-- Begin --

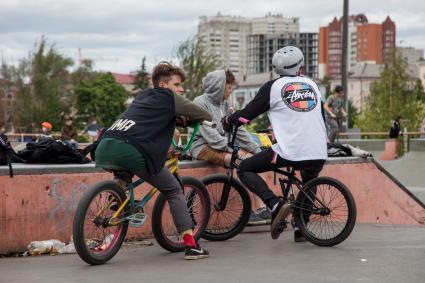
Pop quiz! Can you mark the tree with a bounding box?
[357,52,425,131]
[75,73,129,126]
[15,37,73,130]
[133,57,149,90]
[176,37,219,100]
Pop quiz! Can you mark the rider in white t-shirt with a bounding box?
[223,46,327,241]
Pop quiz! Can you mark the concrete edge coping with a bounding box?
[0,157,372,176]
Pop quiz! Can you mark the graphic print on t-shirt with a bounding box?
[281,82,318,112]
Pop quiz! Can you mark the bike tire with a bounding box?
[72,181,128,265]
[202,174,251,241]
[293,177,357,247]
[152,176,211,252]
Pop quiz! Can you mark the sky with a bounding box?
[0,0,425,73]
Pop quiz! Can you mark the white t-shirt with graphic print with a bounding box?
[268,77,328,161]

-- End --
-- Begin --

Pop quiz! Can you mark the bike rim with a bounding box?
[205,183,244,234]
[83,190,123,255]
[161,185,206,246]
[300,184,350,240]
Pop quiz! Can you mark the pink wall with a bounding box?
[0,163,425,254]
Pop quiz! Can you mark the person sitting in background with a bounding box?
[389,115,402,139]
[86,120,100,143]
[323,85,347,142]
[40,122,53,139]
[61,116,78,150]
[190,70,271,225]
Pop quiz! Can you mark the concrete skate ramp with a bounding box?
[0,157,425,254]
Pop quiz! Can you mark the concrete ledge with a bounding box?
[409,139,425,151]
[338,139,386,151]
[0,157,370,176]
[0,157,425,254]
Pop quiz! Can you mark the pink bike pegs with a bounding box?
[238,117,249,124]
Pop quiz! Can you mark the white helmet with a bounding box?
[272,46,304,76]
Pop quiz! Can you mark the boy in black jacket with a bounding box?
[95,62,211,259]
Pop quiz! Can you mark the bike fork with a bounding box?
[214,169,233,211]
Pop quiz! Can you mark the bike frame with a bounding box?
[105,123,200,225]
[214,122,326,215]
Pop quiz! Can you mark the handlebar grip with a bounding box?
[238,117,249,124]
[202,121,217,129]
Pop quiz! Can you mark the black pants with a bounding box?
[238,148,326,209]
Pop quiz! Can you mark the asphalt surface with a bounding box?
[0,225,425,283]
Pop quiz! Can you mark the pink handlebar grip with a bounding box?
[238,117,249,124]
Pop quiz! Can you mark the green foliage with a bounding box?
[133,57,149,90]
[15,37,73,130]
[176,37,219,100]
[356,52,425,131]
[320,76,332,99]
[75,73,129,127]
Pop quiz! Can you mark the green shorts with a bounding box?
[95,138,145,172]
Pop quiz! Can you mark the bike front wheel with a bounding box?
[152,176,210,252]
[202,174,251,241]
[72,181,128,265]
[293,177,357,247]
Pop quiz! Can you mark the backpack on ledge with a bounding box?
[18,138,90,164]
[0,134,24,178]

-- End --

Can you retype the items from the line with "Pop quiz! Can you mark the tree" up to and including the line with "[268,77,328,161]", keeping every character as it appears?

Pop quiz! Can you mark the tree with a bounding box?
[357,52,425,131]
[75,73,129,126]
[15,37,73,130]
[133,57,149,90]
[176,37,219,100]
Pop quiz! Can you mark the rider in white t-shirt with a bounding box?
[223,46,327,241]
Pop quiz! Can you mark the concrete edge coping with a bounding box?
[0,157,372,176]
Pop quiz! Can you mark the graphic print on t-shirt with a bounding box?
[281,82,318,112]
Pop quiz! Can you mark the bike tire with a bounding box?
[72,181,128,265]
[202,174,251,241]
[293,177,357,247]
[152,176,211,252]
Pop quiz! Can you mark the sky with a bounding box?
[0,0,425,73]
Pop quiz! Can you mark the white t-shirt with graphic print with a bounding box?
[268,77,328,161]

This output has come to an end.